▶ Task item: Start to finish, return the listing below exactly, pictures excluded.

▶ Data for analysis:
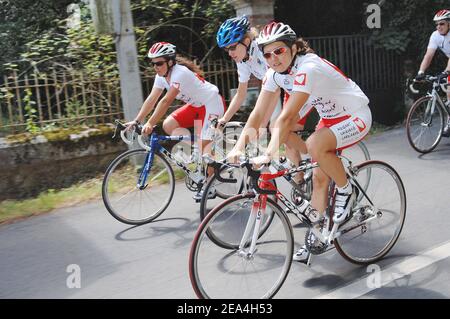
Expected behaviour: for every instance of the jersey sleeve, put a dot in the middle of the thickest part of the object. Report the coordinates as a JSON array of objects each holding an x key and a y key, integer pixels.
[
  {"x": 305, "y": 78},
  {"x": 243, "y": 72},
  {"x": 181, "y": 77},
  {"x": 159, "y": 82},
  {"x": 268, "y": 82},
  {"x": 434, "y": 41}
]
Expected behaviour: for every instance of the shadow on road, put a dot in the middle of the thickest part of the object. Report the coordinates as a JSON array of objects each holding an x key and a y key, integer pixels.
[{"x": 185, "y": 231}]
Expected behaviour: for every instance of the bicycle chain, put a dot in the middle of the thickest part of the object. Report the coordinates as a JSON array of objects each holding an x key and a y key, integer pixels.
[{"x": 315, "y": 247}]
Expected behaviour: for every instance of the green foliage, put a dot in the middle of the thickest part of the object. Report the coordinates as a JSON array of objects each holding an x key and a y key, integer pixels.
[
  {"x": 25, "y": 20},
  {"x": 406, "y": 25},
  {"x": 30, "y": 112}
]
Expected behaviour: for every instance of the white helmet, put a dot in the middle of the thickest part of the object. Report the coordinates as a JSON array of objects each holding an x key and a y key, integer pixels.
[
  {"x": 442, "y": 15},
  {"x": 160, "y": 49},
  {"x": 275, "y": 31}
]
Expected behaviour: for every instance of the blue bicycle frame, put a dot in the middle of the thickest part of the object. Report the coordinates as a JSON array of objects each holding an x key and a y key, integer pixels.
[{"x": 155, "y": 147}]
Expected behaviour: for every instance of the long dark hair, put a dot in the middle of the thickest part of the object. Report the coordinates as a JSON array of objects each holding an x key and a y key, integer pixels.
[{"x": 303, "y": 47}]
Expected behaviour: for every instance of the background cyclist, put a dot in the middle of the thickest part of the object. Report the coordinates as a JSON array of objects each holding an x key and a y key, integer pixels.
[
  {"x": 342, "y": 107},
  {"x": 237, "y": 38},
  {"x": 182, "y": 80},
  {"x": 439, "y": 39}
]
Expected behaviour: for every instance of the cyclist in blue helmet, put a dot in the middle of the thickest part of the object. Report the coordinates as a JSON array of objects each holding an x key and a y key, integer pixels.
[{"x": 237, "y": 38}]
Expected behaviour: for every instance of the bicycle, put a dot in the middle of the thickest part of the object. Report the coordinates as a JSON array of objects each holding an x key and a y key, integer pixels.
[
  {"x": 255, "y": 265},
  {"x": 425, "y": 122},
  {"x": 358, "y": 153},
  {"x": 139, "y": 184}
]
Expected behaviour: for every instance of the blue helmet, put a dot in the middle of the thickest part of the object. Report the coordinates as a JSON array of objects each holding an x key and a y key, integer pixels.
[{"x": 232, "y": 31}]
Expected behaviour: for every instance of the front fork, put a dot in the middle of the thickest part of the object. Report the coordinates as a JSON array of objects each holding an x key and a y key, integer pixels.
[{"x": 254, "y": 222}]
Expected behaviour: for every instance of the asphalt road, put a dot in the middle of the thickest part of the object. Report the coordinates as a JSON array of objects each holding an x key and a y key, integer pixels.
[{"x": 40, "y": 256}]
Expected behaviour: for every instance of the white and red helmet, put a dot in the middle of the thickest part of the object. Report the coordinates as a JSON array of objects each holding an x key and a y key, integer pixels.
[
  {"x": 442, "y": 15},
  {"x": 162, "y": 49},
  {"x": 275, "y": 31}
]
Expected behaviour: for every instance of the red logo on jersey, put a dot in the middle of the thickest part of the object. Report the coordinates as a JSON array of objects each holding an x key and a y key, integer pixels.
[
  {"x": 360, "y": 124},
  {"x": 300, "y": 79}
]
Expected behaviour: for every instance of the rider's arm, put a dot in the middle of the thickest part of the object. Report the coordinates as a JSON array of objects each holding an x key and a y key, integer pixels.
[
  {"x": 163, "y": 106},
  {"x": 427, "y": 60},
  {"x": 285, "y": 121},
  {"x": 236, "y": 102},
  {"x": 149, "y": 104},
  {"x": 264, "y": 105}
]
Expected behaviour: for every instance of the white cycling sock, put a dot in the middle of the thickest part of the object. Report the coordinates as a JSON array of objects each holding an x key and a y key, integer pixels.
[{"x": 347, "y": 189}]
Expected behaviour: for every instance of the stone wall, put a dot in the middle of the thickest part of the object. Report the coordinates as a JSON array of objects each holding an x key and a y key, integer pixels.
[{"x": 32, "y": 164}]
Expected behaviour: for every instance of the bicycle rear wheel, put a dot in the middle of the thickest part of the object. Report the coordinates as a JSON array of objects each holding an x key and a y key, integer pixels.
[
  {"x": 216, "y": 272},
  {"x": 424, "y": 125},
  {"x": 376, "y": 224},
  {"x": 122, "y": 196}
]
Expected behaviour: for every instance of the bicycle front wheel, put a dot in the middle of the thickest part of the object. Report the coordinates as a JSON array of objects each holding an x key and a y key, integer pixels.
[
  {"x": 122, "y": 196},
  {"x": 378, "y": 217},
  {"x": 424, "y": 124},
  {"x": 216, "y": 272},
  {"x": 230, "y": 189}
]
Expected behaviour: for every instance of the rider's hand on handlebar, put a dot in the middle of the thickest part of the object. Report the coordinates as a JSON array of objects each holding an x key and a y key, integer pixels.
[
  {"x": 260, "y": 161},
  {"x": 420, "y": 76},
  {"x": 130, "y": 125},
  {"x": 147, "y": 129}
]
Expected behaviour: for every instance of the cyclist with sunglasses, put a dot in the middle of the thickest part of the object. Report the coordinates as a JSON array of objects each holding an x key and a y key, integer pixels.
[
  {"x": 312, "y": 82},
  {"x": 182, "y": 80},
  {"x": 439, "y": 39},
  {"x": 237, "y": 38}
]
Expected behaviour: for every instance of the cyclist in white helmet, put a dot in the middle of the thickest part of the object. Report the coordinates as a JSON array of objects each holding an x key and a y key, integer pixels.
[
  {"x": 342, "y": 106},
  {"x": 439, "y": 39},
  {"x": 237, "y": 38},
  {"x": 182, "y": 80}
]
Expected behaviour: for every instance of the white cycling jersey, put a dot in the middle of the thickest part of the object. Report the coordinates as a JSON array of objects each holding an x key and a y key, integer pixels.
[
  {"x": 193, "y": 88},
  {"x": 256, "y": 64},
  {"x": 331, "y": 92},
  {"x": 440, "y": 42}
]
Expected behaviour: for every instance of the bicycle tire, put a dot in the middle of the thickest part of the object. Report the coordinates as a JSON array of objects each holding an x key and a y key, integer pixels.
[
  {"x": 410, "y": 121},
  {"x": 204, "y": 212},
  {"x": 202, "y": 278},
  {"x": 367, "y": 248},
  {"x": 131, "y": 173}
]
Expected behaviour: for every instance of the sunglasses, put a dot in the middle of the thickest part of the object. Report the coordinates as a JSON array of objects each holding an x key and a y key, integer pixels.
[
  {"x": 159, "y": 63},
  {"x": 231, "y": 47},
  {"x": 275, "y": 52}
]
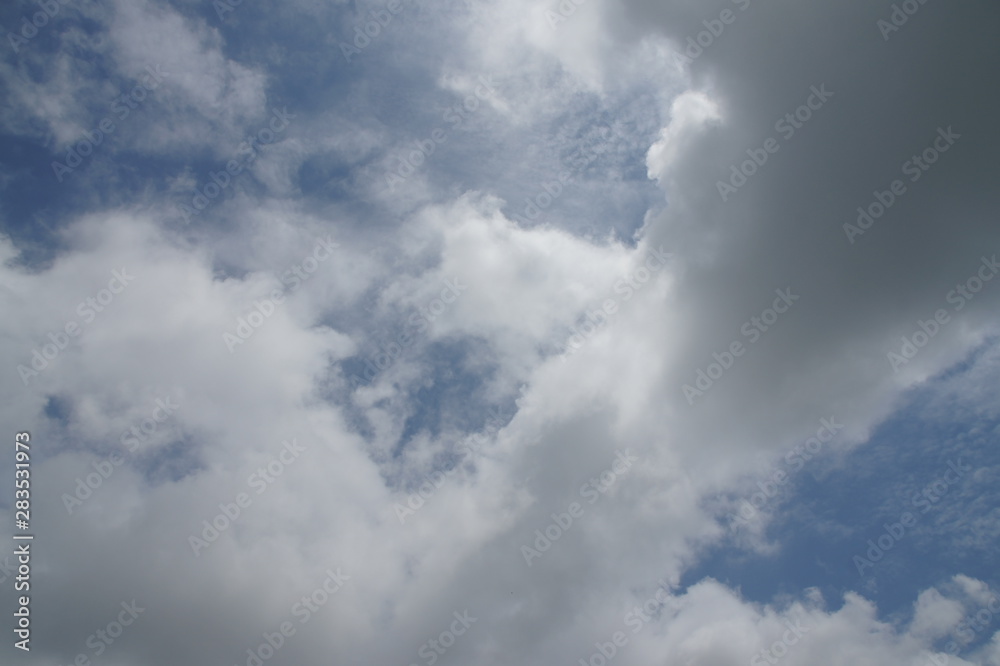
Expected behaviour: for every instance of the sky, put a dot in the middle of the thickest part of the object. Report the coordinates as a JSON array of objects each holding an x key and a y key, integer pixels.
[{"x": 500, "y": 332}]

▶ Result of this exercise:
Expected behaviour: for every instance of the jersey sleeve, put a dot in the middle of the thickest part of the object. Report the coordinates as a JSON array of objects each holding an x key and a y key, integer pixels.
[
  {"x": 305, "y": 78},
  {"x": 243, "y": 72},
  {"x": 181, "y": 77},
  {"x": 159, "y": 82},
  {"x": 268, "y": 82},
  {"x": 434, "y": 41}
]
Expected behaviour: for every instance of the shadow on road, put a dot in the middle of the thickest part of the object. Report the coordinates as a JSON array of objects each holding an x key and a y key, integer pixels.
[{"x": 185, "y": 231}]
Expected behaviour: for every instance of the bicycle chain, put a dot in the middle of the thickest part of the object. Report the coordinates as a JSON array of objects each holding an x key and a y key, integer pixels.
[{"x": 315, "y": 247}]
Expected behaviour: for every instance of the green foliage, put a dot in the middle of the thickest part of the object. Report the coordinates as a JSON array of objects each holding an x key and a y key, integer pixels.
[
  {"x": 25, "y": 20},
  {"x": 406, "y": 25},
  {"x": 30, "y": 112}
]
Expected behaviour: for every instance of the white helmet, put a dot in the middle of the thickest part of the object. Report the coordinates as a JSON array of objects each holding an x key and a y key, integer pixels.
[
  {"x": 442, "y": 15},
  {"x": 160, "y": 49},
  {"x": 275, "y": 31}
]
Expected behaviour: for every instance of the blue bicycle frame, put a dot in the middle of the thickest part of the object. Report the coordinates as a JSON array of objects each holding an x key and a y key, integer pixels.
[{"x": 155, "y": 147}]
Expected behaviour: for every instance of the long dark hair, put a dot in the middle of the thickest part of the object. Report the coordinates as a JSON array of objects each holding an x key and a y key, integer pixels.
[{"x": 303, "y": 47}]
Expected behaviour: for every instance of the background cyclist, put a dot in the middle of the thickest part of the object. Report the coordinates as a JSON array of objects each holding an x key and a y key, integer pixels.
[
  {"x": 342, "y": 107},
  {"x": 237, "y": 38},
  {"x": 182, "y": 80},
  {"x": 439, "y": 39}
]
Expected behaviour: for every instance of the cyclist in blue helmet, put a dot in the middle of the thickest part of the object. Report the coordinates as a JSON array of objects each holding an x key and a y key, integer pixels.
[{"x": 237, "y": 38}]
Expected behaviour: for every instance of the bicycle, put a dot in the middle of the thickest part of the object. Report the coordinates as a JSON array of objects each holding an x key and a y key, integer pixels.
[
  {"x": 255, "y": 265},
  {"x": 425, "y": 122},
  {"x": 358, "y": 153},
  {"x": 139, "y": 184}
]
Expected behaviour: for every instance of the blue helmet, put a dot in the middle of the thickest part of the object. Report the coordinates as a JSON array of objects each holding an x key and a y key, integer pixels.
[{"x": 232, "y": 31}]
Expected behaviour: for every instance of the front fork, put a dot in the middle of the thickest part of the object. Report the coordinates as a JSON array of objects each holding an x key and a y key, integer pixels.
[{"x": 254, "y": 222}]
Expected behaviour: for every instance of the asphalt road, put a dot in the middle of the thickest part of the object. Report the coordinates as a JSON array of objects each holding an x key and a y key, integer pixels.
[{"x": 40, "y": 256}]
Expected behaviour: for every instance of the white and red helmet, put a dot in the middle of the thickest part of the object. Report the coordinates as a JSON array of objects each holding an x key and a y key, integer pixels.
[
  {"x": 442, "y": 15},
  {"x": 162, "y": 49},
  {"x": 275, "y": 31}
]
Expected behaviour: for every instance of the red logo on jersey, put a dot in the middle of the thickest part of the object. Report the coordinates as a JSON array of objects each holding an x key and a y key, integer pixels.
[
  {"x": 360, "y": 124},
  {"x": 300, "y": 79}
]
Expected behaviour: for every instance of the rider's arm, put a dot in the middle of the thickest part of the object. Report the coordinates as a JSON array of objects each holding an x key and a y key, integer pixels.
[
  {"x": 163, "y": 106},
  {"x": 427, "y": 60},
  {"x": 285, "y": 121},
  {"x": 236, "y": 102},
  {"x": 149, "y": 104},
  {"x": 264, "y": 105}
]
Expected behaviour: for every instance of the white cycling sock, put a dot in the middle of the thickest part of the object. Report the coordinates as a JSON array of objects each holding an x key and a y key, integer pixels.
[{"x": 347, "y": 189}]
Expected behaviour: for every instance of the stone wall, put a dot in the middle of the thickest part of the object. Report the coordinates as a JSON array of objects each holding an x key and a y key, integer pixels.
[{"x": 32, "y": 164}]
Expected behaviour: for every instance of the bicycle rear wheel, put a dot in the middle of the thickest part of the object. Report the coordinates as a JSON array of objects each holding an x key and a y key, integer pixels.
[
  {"x": 216, "y": 272},
  {"x": 424, "y": 125},
  {"x": 376, "y": 224},
  {"x": 122, "y": 196}
]
Expected behaviour: for every instance of the bicycle front wheel, put a dot in the middle of the thickest part of the object. Report the coordinates as a JSON array of objects each holding an x key and a y key, integer pixels.
[
  {"x": 122, "y": 196},
  {"x": 378, "y": 217},
  {"x": 424, "y": 124},
  {"x": 216, "y": 272},
  {"x": 230, "y": 189}
]
Expected behaviour: for every instance of the rider's hand on handlebar, put a dot in the middle of the thickest part of the object. Report the coordinates as a JSON array of objects each holding an x key and a y key, integer pixels.
[
  {"x": 260, "y": 161},
  {"x": 420, "y": 76},
  {"x": 130, "y": 125},
  {"x": 147, "y": 129}
]
Expected behaviour: for every instance of the cyclist with sunglasses, put a dot in the middle of the thickest part of the object. Report the coordinates as a JSON array of objects each holding an x key and a y key, integer pixels.
[
  {"x": 312, "y": 82},
  {"x": 182, "y": 80},
  {"x": 439, "y": 39},
  {"x": 237, "y": 38}
]
Expected behaviour: for every instance of the cyclist in white helmet, put a dot in the middle of the thickest part of the object. Report the coordinates as a JSON array of objects each holding an x key and a y key, integer pixels.
[
  {"x": 342, "y": 106},
  {"x": 439, "y": 39},
  {"x": 237, "y": 38},
  {"x": 182, "y": 80}
]
Expected behaviour: for every instance of the white cycling jersey, put a dot in the middle of the thickest part of the object. Report the coordinates as a JSON array of objects each holding an x key and a y key, integer pixels.
[
  {"x": 193, "y": 88},
  {"x": 256, "y": 64},
  {"x": 331, "y": 92},
  {"x": 440, "y": 42}
]
Expected behaviour: for every instance of the bicycle tire, put a dot in the middle of the thickest part of the object. Report the coordinates as a JSON array of objects each holding an x key and a y key, integer pixels.
[
  {"x": 410, "y": 121},
  {"x": 204, "y": 212},
  {"x": 202, "y": 278},
  {"x": 367, "y": 248},
  {"x": 131, "y": 173}
]
Expected behaviour: for every instance of the sunglasses, put a dot in the middle of the thickest part of the object. Report the coordinates as a JSON array of objects each holding an x key and a y key, integer pixels.
[
  {"x": 159, "y": 63},
  {"x": 231, "y": 47},
  {"x": 275, "y": 52}
]
Expected behaviour: for every instance of the sky, put a dot in the middle of the thickest part of the object. Report the coordinates as a JSON array of objects each holding an x key and a y key, integer pixels.
[{"x": 500, "y": 332}]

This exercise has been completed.